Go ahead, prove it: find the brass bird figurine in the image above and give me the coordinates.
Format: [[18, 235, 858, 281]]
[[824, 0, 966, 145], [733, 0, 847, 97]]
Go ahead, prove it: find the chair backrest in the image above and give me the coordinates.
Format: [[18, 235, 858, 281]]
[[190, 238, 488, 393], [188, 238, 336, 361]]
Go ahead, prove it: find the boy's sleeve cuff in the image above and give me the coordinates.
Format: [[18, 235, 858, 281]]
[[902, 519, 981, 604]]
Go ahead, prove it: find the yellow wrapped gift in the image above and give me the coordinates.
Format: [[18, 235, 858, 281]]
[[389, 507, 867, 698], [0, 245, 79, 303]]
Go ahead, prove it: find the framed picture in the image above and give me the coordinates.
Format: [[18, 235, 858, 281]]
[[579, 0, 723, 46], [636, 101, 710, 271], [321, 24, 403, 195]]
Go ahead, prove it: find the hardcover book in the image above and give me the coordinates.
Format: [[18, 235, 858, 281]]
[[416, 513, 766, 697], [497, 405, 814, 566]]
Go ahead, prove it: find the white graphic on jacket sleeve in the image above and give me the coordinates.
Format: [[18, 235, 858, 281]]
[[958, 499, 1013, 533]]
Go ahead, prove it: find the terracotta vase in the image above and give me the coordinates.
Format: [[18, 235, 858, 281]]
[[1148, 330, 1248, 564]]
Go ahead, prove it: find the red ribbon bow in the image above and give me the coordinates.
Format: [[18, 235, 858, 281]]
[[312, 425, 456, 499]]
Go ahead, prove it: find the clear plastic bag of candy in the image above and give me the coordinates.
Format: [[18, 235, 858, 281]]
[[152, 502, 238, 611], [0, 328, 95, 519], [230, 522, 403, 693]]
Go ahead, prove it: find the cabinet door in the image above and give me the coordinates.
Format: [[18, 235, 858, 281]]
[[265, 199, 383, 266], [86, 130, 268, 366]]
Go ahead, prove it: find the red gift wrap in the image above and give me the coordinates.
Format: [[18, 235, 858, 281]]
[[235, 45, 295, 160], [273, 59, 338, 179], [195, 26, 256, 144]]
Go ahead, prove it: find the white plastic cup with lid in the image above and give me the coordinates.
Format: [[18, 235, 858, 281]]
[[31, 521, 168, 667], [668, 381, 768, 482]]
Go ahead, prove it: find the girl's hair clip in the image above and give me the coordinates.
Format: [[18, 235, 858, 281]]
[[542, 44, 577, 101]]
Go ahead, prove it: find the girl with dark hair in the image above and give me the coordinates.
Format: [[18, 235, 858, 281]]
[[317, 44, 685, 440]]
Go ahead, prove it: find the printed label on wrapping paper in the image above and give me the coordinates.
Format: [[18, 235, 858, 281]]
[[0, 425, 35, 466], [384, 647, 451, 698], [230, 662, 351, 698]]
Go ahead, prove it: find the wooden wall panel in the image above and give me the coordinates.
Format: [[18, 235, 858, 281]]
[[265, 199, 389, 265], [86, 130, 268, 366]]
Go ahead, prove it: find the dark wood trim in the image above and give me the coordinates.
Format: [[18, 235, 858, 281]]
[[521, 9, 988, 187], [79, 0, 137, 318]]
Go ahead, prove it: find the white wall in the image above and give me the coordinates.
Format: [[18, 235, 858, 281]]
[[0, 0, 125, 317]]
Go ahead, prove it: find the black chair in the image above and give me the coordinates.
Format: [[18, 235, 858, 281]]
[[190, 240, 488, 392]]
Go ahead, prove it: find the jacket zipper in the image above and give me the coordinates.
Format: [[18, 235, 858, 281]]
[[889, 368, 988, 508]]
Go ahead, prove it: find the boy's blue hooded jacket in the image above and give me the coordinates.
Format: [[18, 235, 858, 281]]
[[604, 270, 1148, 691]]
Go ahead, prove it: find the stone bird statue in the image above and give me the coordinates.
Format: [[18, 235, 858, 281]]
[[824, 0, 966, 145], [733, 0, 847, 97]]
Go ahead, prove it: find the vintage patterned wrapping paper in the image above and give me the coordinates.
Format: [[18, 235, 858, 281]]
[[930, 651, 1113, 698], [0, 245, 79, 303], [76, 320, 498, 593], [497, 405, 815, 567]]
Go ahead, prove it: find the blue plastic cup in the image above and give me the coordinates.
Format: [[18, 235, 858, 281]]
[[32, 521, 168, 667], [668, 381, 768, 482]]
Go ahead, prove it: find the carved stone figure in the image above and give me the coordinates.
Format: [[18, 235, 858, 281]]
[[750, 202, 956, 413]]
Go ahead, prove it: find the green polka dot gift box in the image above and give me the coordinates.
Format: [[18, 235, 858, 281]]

....................

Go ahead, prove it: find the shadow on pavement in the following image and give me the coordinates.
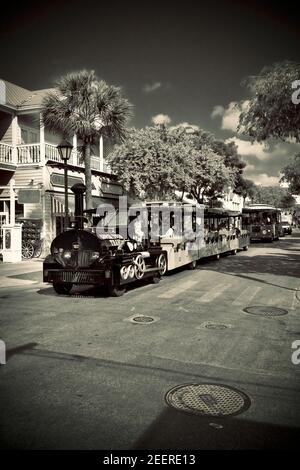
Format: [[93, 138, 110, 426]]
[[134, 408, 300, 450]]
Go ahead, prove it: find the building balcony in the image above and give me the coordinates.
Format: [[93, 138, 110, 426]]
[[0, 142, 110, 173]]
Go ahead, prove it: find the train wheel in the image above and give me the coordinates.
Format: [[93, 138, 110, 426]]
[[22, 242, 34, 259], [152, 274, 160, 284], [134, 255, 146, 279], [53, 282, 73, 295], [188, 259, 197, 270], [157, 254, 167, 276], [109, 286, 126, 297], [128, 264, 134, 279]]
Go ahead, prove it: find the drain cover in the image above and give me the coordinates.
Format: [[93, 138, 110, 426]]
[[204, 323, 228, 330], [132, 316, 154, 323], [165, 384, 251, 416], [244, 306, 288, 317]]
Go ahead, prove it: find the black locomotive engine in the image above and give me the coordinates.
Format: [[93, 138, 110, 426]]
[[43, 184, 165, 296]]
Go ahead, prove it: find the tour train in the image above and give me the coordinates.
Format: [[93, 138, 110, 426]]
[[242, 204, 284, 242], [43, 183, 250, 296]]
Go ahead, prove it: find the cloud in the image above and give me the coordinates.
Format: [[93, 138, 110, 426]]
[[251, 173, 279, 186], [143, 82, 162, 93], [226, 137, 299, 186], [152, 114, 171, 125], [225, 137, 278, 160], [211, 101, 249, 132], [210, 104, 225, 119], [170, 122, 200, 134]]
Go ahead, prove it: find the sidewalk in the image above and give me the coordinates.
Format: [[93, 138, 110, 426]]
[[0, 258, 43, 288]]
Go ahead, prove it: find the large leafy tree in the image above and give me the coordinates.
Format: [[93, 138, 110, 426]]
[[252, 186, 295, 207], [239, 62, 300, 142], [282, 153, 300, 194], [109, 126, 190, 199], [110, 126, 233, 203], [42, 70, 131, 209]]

....................

[Problem]: Gather every line of the entries above that contains the word "dark". Case matters.

[Complete output]:
Go ahead, prove it: find the girl with dark hair in the image above and give me the coordinates.
Go ahead, prove it: find the dark wood trim in the image above and give me the coordinates.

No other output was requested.